# Apply what you read
a: For each statement below, say yes or no according to the ADR on network posture, and quote the words from it that decide the answer. (i) The decision was made by Bernd Worsch. (ii) Under the chosen posture, access paths are ephemeral by default. (iii) The infrastructure is operated by a team of several humans.
b: Copy from the ADR on network posture the passage between "## Decision" and "policy applied uniformly.", inclusive.
c: Continue the ADR on network posture from its last line.

# Text shown
=== Section Start ===

ADR and Runbook artefacts

This commit is contained in:
2026-03-27 00:16:09 +01:00
parent b19896a9a9
commit 29b84de13c
2 changed files with 262 additions and 0 deletions

View File

@@ -0,0 +1,143 @@
---
id: ADR-004
type: architecture-decision-record
title: "Connectivity-First Network Posture for Custodian Infrastructure"
status: accepted
decided_by: Bernd Worsch
date: "2026-03-26"
tags: ["architecture", "network", "ops-bridge", "connectivity", "isolation", "security-posture"]
---
# ADR-004: Connectivity-First Network Posture for Custodian Infrastructure
## Status
Accepted.
## Context
The Custodian infrastructure spans multiple machines: a primary workstation, a
shared compute node (COULOMBCORE), and Railiance cluster nodes. Agents running
on remote machines need to reach the state-hub API and MCP server, which live
on the workstation. Human operators and agents also need to reach remote
services (k3s API, Gitea, Temporal) from the workstation.
Two network postures were considered for how these components communicate:
**Option A — Connectivity-first:** Components are connected by default via
controlled, observable access paths (reverse SSH tunnels managed by ops-bridge).
Isolation is added selectively where there is a specific threat model or
compliance reason to do so.
**Option B — Isolation-first (zero-trust):** No component trusts any other by
default. Every connection requires mutual authentication, short-lived
credentials, and explicit authorisation at the point of use. Connectivity is
earned, not assumed.
This decision is architectural policy — it governs how ops-bridge tunnels are
designed, how agent-to-hub communication works, and how new infrastructure
components are onboarded.
## Decision
**Connectivity-first, with isolation as a deliberate option.**
The default posture for Custodian infrastructure is: components that need to
work together are connected. Access paths are explicit, observable, and managed
(via ops-bridge), but they are persistent by default rather than ephemeral.
Isolation is introduced where there is a specific, articulated reason — not as
a blanket policy applied uniformly.
## Rationale
### 1. Scale and team size
The infrastructure is operated by a single human and a bounded set of
automation agents. The overhead of zero-trust (credential rotation, SPIFFE/SPIRE
identity, mTLS everywhere, short-lived tokens per request) is disproportionate
for this scale. It would consume significant operational complexity without
a commensurate security return.
### 2. Observability over perimeter hardening
The primary security control at this scale is **observability**: knowing what
connected, when, from where, and what it did. ops-bridge provides this — every
tunnel is named, actor-attributed, health-checked, and audited. A perimeter of
invisible short-lived connections would actually reduce observability.
### 3. The threat model does not require zero-trust today
The main threats are:
- A runaway agent consuming resources (mitigated by nproc/memory cgroups)

=== Section End ===

# Given information

=== Section Start ===

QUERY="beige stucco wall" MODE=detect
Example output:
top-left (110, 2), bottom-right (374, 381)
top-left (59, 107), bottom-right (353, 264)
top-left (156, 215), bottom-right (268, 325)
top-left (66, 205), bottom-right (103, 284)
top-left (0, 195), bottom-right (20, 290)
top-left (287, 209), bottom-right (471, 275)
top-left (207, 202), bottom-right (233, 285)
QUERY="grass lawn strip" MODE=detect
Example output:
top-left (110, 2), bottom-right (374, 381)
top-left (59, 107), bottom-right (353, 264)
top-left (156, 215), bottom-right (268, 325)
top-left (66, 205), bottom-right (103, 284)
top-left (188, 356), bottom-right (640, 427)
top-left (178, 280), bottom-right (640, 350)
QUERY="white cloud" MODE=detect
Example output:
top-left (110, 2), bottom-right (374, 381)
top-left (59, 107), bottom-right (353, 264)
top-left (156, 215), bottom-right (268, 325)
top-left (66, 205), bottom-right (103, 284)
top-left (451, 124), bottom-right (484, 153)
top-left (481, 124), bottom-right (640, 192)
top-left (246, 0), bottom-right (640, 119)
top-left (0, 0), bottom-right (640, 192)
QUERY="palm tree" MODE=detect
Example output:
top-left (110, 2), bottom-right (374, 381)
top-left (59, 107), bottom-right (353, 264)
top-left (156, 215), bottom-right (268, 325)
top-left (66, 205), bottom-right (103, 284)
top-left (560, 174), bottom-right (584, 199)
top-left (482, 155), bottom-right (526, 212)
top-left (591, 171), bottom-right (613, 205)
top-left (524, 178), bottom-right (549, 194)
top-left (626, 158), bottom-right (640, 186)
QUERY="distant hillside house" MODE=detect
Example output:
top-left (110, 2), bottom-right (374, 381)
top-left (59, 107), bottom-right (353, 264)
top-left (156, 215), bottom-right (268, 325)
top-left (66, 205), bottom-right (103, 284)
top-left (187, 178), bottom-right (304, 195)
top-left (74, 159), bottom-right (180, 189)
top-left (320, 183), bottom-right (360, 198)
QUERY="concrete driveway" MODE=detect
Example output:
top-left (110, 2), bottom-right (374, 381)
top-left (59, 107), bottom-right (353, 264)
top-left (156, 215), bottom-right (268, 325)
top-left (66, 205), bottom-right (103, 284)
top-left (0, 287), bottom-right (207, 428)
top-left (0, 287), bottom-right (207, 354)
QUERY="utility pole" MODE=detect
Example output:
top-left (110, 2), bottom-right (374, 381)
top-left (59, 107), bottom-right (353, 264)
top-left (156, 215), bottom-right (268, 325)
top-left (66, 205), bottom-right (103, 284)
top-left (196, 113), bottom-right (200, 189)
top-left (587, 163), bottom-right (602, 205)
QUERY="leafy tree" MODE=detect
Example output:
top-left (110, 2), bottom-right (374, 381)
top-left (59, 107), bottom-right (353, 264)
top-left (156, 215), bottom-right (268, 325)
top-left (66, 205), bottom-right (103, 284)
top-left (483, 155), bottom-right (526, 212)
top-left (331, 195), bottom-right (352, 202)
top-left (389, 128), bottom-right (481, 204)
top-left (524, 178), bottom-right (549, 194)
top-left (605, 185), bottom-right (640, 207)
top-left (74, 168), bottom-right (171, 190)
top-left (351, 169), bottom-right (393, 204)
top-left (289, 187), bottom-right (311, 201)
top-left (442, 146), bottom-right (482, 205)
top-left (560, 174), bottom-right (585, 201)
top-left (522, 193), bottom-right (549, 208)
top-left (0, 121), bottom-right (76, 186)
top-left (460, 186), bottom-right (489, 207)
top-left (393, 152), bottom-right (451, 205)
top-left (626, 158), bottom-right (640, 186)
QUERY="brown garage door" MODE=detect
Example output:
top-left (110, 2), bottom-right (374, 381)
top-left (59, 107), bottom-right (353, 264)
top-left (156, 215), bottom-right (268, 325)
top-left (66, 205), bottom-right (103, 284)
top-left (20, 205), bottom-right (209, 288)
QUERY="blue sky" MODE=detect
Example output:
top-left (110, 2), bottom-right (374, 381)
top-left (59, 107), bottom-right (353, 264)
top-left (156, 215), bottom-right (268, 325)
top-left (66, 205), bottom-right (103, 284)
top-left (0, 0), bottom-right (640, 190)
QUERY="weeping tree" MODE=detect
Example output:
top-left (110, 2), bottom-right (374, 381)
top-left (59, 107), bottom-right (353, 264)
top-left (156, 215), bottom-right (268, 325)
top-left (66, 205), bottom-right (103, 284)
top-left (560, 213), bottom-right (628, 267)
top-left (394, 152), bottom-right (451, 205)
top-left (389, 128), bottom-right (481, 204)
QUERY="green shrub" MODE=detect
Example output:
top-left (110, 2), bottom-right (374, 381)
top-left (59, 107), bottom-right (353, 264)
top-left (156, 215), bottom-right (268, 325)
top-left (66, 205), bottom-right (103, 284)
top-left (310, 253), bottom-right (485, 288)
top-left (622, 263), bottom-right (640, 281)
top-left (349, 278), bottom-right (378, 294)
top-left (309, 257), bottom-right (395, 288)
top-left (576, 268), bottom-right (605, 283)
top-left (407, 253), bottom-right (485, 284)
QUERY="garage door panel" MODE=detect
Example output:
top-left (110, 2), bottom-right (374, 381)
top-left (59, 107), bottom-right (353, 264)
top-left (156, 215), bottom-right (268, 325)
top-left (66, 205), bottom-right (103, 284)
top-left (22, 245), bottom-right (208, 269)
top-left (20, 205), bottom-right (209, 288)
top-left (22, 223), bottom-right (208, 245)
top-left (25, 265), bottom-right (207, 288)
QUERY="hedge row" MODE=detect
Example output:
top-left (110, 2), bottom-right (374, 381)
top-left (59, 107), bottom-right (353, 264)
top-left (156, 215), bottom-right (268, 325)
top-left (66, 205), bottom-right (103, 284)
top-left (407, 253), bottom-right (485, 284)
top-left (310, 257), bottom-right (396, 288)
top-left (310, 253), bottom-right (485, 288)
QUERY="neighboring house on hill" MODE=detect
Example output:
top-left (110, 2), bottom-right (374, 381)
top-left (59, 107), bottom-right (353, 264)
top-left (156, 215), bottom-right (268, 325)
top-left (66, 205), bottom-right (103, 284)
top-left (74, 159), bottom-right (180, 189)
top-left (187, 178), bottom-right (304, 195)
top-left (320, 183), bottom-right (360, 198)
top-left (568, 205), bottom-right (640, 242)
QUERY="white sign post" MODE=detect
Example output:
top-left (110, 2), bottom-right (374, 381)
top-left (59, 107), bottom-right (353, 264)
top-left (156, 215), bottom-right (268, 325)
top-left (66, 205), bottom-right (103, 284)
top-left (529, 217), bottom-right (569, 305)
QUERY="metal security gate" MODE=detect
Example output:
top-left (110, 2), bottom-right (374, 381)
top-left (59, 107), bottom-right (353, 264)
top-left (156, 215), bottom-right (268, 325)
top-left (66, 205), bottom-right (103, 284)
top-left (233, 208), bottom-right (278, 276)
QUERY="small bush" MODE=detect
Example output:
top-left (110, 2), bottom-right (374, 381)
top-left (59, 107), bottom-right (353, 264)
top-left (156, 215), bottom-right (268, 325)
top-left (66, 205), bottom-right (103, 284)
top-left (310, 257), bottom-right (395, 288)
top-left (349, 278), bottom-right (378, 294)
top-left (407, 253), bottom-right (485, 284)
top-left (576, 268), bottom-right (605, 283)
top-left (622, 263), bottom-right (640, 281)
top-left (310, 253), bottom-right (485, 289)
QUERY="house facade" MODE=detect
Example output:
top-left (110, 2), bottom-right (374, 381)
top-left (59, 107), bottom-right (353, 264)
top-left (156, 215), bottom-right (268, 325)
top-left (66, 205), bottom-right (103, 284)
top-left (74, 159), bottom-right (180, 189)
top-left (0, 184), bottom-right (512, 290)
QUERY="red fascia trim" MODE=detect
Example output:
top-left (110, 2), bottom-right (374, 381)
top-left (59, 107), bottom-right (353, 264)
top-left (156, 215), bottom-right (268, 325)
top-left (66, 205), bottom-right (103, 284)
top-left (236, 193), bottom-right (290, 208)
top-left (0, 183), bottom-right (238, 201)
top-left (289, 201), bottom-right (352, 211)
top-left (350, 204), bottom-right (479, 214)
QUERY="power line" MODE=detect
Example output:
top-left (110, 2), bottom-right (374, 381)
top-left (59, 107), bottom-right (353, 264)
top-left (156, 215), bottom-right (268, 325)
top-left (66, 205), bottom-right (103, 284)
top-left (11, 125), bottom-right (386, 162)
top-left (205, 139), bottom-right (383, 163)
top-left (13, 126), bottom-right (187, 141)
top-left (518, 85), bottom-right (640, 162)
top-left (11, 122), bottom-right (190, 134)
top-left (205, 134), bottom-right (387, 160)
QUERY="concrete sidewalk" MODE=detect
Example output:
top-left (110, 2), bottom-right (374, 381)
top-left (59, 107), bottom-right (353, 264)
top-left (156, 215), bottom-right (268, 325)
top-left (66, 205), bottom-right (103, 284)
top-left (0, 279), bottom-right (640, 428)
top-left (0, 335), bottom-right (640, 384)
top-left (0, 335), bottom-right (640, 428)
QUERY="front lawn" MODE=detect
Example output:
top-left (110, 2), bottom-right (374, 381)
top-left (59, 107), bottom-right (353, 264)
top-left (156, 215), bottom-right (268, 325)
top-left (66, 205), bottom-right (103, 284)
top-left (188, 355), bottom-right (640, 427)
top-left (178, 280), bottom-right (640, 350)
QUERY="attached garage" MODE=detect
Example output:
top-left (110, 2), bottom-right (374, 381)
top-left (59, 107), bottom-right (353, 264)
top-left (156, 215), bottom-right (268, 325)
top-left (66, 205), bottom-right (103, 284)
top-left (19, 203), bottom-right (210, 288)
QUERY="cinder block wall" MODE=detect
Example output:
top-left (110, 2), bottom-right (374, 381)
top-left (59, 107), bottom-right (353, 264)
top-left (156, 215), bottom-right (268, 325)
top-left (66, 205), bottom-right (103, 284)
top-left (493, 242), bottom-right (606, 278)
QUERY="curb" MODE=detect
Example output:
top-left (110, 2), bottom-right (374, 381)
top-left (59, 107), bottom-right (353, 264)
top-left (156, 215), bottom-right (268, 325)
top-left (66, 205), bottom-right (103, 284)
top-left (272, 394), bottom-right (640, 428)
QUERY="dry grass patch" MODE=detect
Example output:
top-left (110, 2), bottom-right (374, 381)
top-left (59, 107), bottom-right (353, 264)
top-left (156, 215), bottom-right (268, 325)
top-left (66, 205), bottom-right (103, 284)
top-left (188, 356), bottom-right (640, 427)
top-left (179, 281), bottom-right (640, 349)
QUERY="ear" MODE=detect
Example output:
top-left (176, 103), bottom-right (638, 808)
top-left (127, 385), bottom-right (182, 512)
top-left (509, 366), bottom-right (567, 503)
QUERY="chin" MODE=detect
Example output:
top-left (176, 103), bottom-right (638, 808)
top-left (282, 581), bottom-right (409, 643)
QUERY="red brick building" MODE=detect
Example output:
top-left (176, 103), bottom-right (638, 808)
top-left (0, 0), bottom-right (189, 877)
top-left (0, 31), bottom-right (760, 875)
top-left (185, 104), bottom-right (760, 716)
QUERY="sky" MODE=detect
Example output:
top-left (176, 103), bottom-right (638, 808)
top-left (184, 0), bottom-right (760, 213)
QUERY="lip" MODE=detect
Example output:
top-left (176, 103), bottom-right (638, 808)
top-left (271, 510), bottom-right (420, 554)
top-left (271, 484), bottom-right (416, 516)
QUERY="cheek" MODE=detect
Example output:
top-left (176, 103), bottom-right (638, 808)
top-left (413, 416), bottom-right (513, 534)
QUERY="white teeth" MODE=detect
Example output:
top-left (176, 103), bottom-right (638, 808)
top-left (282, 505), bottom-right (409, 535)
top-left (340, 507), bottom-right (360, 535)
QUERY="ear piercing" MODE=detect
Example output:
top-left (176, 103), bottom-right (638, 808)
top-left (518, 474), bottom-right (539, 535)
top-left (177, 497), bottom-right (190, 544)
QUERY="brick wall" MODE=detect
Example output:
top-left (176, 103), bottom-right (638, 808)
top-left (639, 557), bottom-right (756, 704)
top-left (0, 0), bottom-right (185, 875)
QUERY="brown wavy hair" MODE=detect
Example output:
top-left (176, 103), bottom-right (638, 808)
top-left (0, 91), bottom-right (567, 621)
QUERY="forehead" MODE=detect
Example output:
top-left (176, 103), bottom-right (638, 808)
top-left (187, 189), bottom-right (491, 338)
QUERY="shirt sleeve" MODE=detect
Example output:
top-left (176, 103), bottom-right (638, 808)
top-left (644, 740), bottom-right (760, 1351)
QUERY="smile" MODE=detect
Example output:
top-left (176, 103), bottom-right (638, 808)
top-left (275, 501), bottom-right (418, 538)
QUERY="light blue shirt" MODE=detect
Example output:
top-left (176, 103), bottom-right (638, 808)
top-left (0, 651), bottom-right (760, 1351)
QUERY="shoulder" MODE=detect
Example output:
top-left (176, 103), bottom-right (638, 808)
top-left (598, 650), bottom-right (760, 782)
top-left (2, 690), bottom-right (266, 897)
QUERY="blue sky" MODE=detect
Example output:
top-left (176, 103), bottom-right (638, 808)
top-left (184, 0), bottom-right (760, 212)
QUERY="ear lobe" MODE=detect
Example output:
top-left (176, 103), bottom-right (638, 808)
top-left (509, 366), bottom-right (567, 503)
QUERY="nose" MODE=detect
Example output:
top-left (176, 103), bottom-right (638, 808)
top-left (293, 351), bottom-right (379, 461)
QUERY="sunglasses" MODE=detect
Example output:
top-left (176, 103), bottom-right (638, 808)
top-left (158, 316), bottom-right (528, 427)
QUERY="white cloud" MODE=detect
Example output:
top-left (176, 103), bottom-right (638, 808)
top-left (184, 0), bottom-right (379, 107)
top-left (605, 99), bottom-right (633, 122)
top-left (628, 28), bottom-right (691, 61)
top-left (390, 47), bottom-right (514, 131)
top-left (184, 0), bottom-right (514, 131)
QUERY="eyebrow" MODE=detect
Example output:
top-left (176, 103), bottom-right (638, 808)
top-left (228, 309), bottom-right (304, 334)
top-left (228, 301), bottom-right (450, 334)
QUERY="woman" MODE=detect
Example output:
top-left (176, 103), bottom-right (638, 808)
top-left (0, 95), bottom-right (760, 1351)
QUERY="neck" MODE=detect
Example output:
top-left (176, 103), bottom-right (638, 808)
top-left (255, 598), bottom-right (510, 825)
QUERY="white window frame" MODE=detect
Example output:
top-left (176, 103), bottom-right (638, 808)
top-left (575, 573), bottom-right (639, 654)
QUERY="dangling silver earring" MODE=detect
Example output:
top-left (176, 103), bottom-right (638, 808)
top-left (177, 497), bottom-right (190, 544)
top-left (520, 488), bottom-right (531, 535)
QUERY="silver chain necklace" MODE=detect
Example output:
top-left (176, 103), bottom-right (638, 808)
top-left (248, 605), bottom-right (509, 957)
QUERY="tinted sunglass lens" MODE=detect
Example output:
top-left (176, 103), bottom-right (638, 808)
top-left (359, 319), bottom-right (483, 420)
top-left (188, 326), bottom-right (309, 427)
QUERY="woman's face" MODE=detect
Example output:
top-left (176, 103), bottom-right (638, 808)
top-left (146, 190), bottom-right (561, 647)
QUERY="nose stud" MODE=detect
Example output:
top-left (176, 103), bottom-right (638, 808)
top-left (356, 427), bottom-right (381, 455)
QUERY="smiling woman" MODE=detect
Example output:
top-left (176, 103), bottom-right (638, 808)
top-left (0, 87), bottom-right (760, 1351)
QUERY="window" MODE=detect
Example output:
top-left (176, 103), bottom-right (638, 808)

=== Section End ===

# Responses to the tasks
a:
(i) Yes: "decided_by: Bernd Worsch"
(ii) No: "but they are persistent by default rather than ephemeral."
(iii) No: "The infrastructure is operated by a single human and a bounded set of automation agents."

b:
## Decision
**Connectivity-first, with isolation as a deliberate option.**
The default posture for Custodian infrastructure is: components that need to
work together are connected. Access paths are explicit, observable, and managed
(via ops-bridge), but they are persistent by default rather than ephemeral.
Isolation is introduced where there is a specific, articulated reason — not as
a blanket policy applied uniformly.

c:
- A compromised workload reaching state-hub and corrupting state (mitigated by
the read-model design of state-hub — write surface is narrow and sanctioned)
- An external attacker reaching internal services (mitigated by the tunnels
being reverse SSH — no inbound ports exposed)
Zero-trust would address a different threat model: lateral movement between
hostile tenants, or untrusted code running in the same environment as sensitive
data. That is not the current situation.
### 4. Degrade-gracefully requires persistent connectivity
The Custodian's foundational value of **local-first, degrade-gracefully**
requires that agents can orient themselves even when some connections are slow
or partially degraded. Ephemeral connectivity (zero-trust tokens, service mesh
sidecars) introduces additional failure modes that conflict with graceful
degradation. Persistent SSH tunnels with auto-reconnect are more resilient to
intermittent conditions.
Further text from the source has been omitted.